> **PASSAGE SHOWN**
KHS in the News: Shelter Working on New Vet Clinic

November 30, 2021

Originally published in the Kitsap Sun, Nov. 30, 2021, by Ata Shaheen, Kitsap Sun Reporter

When Lenora Lee’s German Shepherd Lola suddenly got sick and needed emergency surgery in 2020, she was turned away from a private vet because she couldn’t afford the procedure.

Turning to Kitsap Humane Society, Lee expected to become separated from her life partner. Traditionally, pet owners in similar situations have to choose between euthanasia and giving the pet up, but Kitsap Humane Society is piloting a veterinary clinic that can offer income-based medical treatment.

“KHS performed the surgery for next to nothing and Lola was able to go home with her owner,” said Jamie Nocula, Director of Philanthropy for Kitsap Humane Society.

The humane society on Dickey Road in Central Kitsap is now working on the second phase of a capital campaign for a veterinary clinic that will be able to provide low-cost vet services. KHS received a generous million dollar donation by a Bainbridge Island couple that went a long way in the fundraising goal, and the 6,000-square-foot clinic is expected to open in 2023 as the Russ and Linda Young Veterinary Lifesaving Center.

KHS has long offered reduced-cost spay and neuter surgeries, but the prospect of extending this to general service was out of the question until 2019.

“Washington State had this extremely antiquated law that it was illegal for nonprofit vet centers like ourselves to offer low-cost vet services to community pets,” said Nocula.

Jennifer Stonequist, KHS Director of Shelter Medicine, went to Olympia with other state veterinarians and successfully lobbied for legal change.

“There’s a lot of tears of gratitude and just happy people out there who simply couldn’t afford that $2,000 or $6,000 surgery,” said Harper.

“It’s a really important way to ensure that animals get what they need, and families are able to keep members of their families,” said Stevens. “I think that’s really resonated with a lot of our donors.”

Nocula said the Youngs’ donation showcased generosity in the community and inspired more donations.

“They are wholeheartedly passionate pet people and love the work that we do here,” said Nocula of the Youngs.

> **INFORMATION PROVIDED**

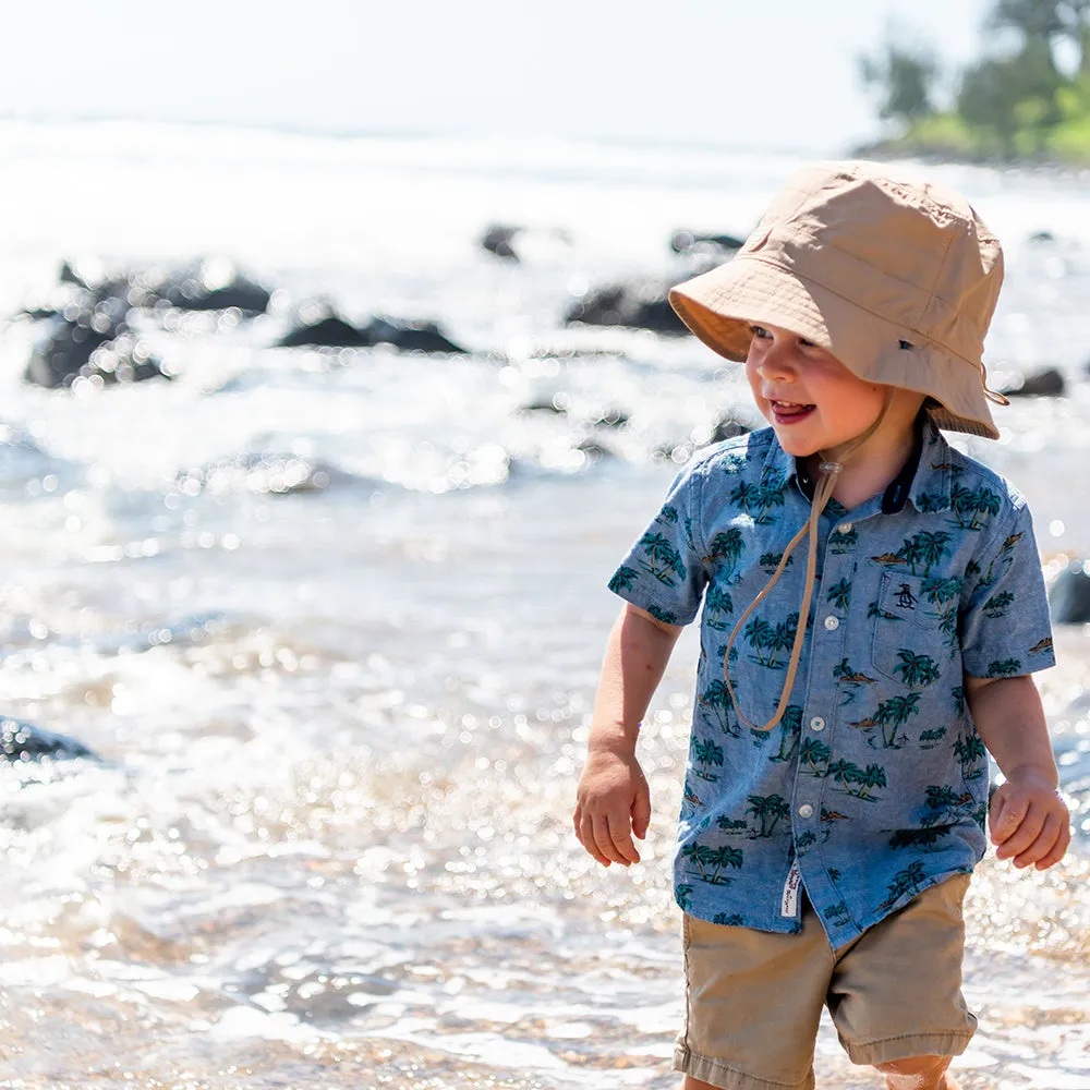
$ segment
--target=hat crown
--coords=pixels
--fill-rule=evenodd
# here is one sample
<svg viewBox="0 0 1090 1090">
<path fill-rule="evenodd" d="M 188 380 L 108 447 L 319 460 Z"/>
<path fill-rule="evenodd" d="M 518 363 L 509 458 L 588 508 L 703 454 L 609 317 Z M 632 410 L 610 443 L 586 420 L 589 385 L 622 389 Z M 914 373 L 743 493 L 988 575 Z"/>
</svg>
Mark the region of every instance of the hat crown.
<svg viewBox="0 0 1090 1090">
<path fill-rule="evenodd" d="M 980 366 L 1003 252 L 958 193 L 870 162 L 819 164 L 784 186 L 742 254 Z"/>
</svg>

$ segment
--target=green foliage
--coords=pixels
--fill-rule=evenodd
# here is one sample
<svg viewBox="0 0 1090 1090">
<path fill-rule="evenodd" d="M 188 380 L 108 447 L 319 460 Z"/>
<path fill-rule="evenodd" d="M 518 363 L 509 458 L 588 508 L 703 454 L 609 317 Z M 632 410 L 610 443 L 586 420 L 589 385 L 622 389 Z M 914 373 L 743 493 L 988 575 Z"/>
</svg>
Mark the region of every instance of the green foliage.
<svg viewBox="0 0 1090 1090">
<path fill-rule="evenodd" d="M 995 0 L 983 46 L 957 74 L 946 111 L 935 104 L 938 65 L 927 47 L 888 43 L 862 59 L 860 74 L 877 90 L 879 117 L 900 129 L 877 149 L 1090 162 L 1090 0 Z M 1059 50 L 1075 64 L 1058 64 Z M 970 523 L 984 513 L 956 510 Z"/>
<path fill-rule="evenodd" d="M 864 83 L 881 88 L 879 117 L 884 121 L 913 121 L 934 112 L 938 62 L 930 49 L 910 50 L 889 41 L 880 57 L 862 58 L 859 71 Z"/>
</svg>

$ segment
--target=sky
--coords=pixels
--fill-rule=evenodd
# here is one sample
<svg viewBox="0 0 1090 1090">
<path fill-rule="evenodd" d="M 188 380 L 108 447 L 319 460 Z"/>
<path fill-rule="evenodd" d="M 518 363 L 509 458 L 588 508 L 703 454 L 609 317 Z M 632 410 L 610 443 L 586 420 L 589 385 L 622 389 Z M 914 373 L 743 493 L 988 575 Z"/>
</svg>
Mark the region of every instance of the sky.
<svg viewBox="0 0 1090 1090">
<path fill-rule="evenodd" d="M 973 56 L 988 0 L 35 0 L 0 116 L 847 147 L 858 57 Z"/>
</svg>

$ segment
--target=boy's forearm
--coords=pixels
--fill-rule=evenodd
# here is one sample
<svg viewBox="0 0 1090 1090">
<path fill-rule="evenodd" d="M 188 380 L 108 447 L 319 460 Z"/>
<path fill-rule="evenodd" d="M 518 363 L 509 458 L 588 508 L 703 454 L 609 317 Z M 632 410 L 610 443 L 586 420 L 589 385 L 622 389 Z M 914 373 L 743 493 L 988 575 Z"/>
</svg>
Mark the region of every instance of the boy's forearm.
<svg viewBox="0 0 1090 1090">
<path fill-rule="evenodd" d="M 969 710 L 977 731 L 1003 775 L 1037 773 L 1059 783 L 1049 725 L 1033 678 L 966 678 Z"/>
<path fill-rule="evenodd" d="M 680 633 L 680 628 L 656 623 L 632 606 L 621 610 L 602 663 L 591 722 L 591 749 L 635 750 L 640 723 Z"/>
</svg>

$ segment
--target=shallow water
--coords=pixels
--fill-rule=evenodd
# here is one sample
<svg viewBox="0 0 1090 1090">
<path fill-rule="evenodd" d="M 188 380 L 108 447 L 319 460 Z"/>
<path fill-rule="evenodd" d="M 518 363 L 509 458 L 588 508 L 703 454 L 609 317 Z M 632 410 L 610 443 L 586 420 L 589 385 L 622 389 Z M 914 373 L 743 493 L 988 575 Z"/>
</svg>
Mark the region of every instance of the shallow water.
<svg viewBox="0 0 1090 1090">
<path fill-rule="evenodd" d="M 149 318 L 171 384 L 35 389 L 33 330 L 0 331 L 3 710 L 101 758 L 0 771 L 0 1087 L 675 1086 L 694 633 L 641 741 L 644 864 L 601 871 L 569 814 L 604 582 L 676 460 L 752 411 L 694 342 L 558 316 L 668 271 L 677 227 L 743 232 L 794 162 L 4 124 L 0 165 L 8 313 L 73 255 L 215 252 L 283 291 L 254 323 Z M 1047 558 L 1087 555 L 1090 198 L 944 173 L 1010 240 L 991 374 L 1074 383 L 969 447 L 1026 491 Z M 161 211 L 134 210 L 148 193 Z M 474 244 L 504 218 L 534 228 L 518 267 Z M 473 352 L 268 348 L 318 292 Z M 292 459 L 328 487 L 278 494 Z M 1056 637 L 1040 680 L 1077 845 L 978 872 L 968 1088 L 1090 1087 L 1090 631 Z M 818 1069 L 874 1085 L 827 1025 Z"/>
</svg>

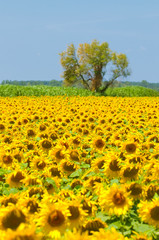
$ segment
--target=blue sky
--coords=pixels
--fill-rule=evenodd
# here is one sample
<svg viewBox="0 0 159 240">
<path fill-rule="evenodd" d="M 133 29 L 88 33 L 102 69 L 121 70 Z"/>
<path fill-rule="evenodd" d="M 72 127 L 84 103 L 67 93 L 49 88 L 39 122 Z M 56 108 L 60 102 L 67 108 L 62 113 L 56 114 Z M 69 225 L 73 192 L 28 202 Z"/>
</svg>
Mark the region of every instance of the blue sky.
<svg viewBox="0 0 159 240">
<path fill-rule="evenodd" d="M 0 0 L 0 82 L 61 80 L 59 53 L 94 39 L 159 82 L 159 0 Z"/>
</svg>

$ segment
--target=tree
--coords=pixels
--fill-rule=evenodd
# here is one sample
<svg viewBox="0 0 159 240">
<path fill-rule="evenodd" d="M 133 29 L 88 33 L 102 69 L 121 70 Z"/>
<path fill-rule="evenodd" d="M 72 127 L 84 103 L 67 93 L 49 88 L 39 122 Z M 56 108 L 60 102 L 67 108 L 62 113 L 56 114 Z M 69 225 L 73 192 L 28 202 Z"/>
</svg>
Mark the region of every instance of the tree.
<svg viewBox="0 0 159 240">
<path fill-rule="evenodd" d="M 107 42 L 79 44 L 77 51 L 71 44 L 60 56 L 66 86 L 82 83 L 91 91 L 103 93 L 119 77 L 130 75 L 126 55 L 113 52 Z"/>
</svg>

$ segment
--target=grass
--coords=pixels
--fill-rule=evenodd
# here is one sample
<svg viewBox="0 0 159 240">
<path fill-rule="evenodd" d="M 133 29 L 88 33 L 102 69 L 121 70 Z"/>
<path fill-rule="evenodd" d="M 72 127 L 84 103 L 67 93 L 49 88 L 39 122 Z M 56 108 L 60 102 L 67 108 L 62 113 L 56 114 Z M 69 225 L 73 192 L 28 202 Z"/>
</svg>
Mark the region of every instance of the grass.
<svg viewBox="0 0 159 240">
<path fill-rule="evenodd" d="M 0 96 L 100 96 L 99 93 L 93 93 L 89 90 L 73 87 L 50 87 L 50 86 L 14 86 L 0 85 Z M 104 94 L 112 97 L 157 97 L 159 92 L 139 87 L 120 87 L 108 88 Z"/>
</svg>

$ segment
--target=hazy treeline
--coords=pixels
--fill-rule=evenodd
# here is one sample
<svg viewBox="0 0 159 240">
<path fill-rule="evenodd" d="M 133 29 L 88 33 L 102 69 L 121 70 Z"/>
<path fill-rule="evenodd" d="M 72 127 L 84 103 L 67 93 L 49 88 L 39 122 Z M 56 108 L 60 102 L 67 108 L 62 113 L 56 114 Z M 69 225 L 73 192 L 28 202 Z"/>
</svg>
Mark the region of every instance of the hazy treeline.
<svg viewBox="0 0 159 240">
<path fill-rule="evenodd" d="M 17 85 L 17 86 L 36 86 L 36 85 L 45 85 L 45 86 L 55 86 L 55 87 L 62 87 L 63 81 L 60 80 L 3 80 L 1 85 Z M 141 86 L 146 88 L 151 88 L 159 91 L 159 83 L 150 83 L 146 80 L 141 82 L 132 82 L 132 81 L 115 81 L 113 84 L 114 87 L 127 87 L 127 86 Z M 75 87 L 83 88 L 82 85 L 76 84 Z"/>
<path fill-rule="evenodd" d="M 45 86 L 57 86 L 61 87 L 63 84 L 63 81 L 57 81 L 57 80 L 3 80 L 1 85 L 16 85 L 16 86 L 35 86 L 35 85 L 45 85 Z"/>
</svg>

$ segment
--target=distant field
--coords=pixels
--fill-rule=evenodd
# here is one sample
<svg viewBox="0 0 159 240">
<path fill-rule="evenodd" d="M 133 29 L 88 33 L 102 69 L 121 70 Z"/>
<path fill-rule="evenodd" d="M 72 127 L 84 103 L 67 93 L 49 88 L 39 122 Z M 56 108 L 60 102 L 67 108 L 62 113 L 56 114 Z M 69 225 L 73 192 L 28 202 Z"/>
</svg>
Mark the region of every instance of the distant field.
<svg viewBox="0 0 159 240">
<path fill-rule="evenodd" d="M 50 87 L 50 86 L 14 86 L 1 85 L 0 96 L 16 97 L 16 96 L 100 96 L 99 93 L 93 93 L 89 90 L 74 87 Z M 139 87 L 120 87 L 109 88 L 104 93 L 105 96 L 113 97 L 156 97 L 159 92 Z"/>
</svg>

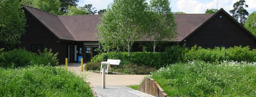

> **PROBLEM REQUIREMENTS**
Do these statements agree with the article on the shelter's new vet clinic? Answer yes or no for each, quoting the words from the article that decide it.
(a) The clinic is expected to open in 2023.
(b) The million-dollar donation came from a couple living in Central Kitsap.
(c) Kitsap Humane Society could offer low-cost general veterinary services before 2019.

> **SOLUTION TO THIS TASK**
(a) Yes: "the 6,000-square-foot clinic is expected to open in 2023 as the Russ and Linda Young Veterinary Lifesaving Center."
(b) No: "KHS received a generous million dollar donation by a Bainbridge Island couple."
(c) No: "the prospect of extending this to general service was out of the question until 2019."